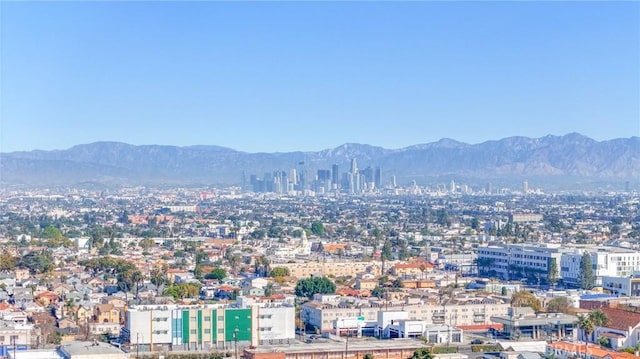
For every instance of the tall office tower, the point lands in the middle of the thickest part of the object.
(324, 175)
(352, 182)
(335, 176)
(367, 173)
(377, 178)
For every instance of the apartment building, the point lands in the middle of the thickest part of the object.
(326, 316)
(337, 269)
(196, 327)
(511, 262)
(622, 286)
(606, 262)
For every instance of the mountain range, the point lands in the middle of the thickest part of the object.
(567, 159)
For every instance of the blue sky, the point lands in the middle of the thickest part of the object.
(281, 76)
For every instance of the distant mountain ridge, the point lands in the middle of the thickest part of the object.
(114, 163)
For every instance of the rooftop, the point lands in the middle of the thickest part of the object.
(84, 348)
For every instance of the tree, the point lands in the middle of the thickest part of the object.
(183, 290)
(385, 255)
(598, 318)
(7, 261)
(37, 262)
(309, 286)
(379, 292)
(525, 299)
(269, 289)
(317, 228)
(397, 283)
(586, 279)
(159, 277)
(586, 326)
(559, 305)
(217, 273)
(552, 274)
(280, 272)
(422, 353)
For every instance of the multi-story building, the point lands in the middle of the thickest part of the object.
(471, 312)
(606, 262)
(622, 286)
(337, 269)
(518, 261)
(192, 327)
#####
### Assignment
Reproduce exactly the stretch of lines that starts at the one containing "For every instance of the multi-story" and ends with the final line of the data, including both ends and nothing more.

### Solution to the problem
For every instance of the multi-story building, the point lands in the middle of the thickest part of the object.
(471, 312)
(606, 262)
(622, 286)
(337, 269)
(518, 261)
(192, 327)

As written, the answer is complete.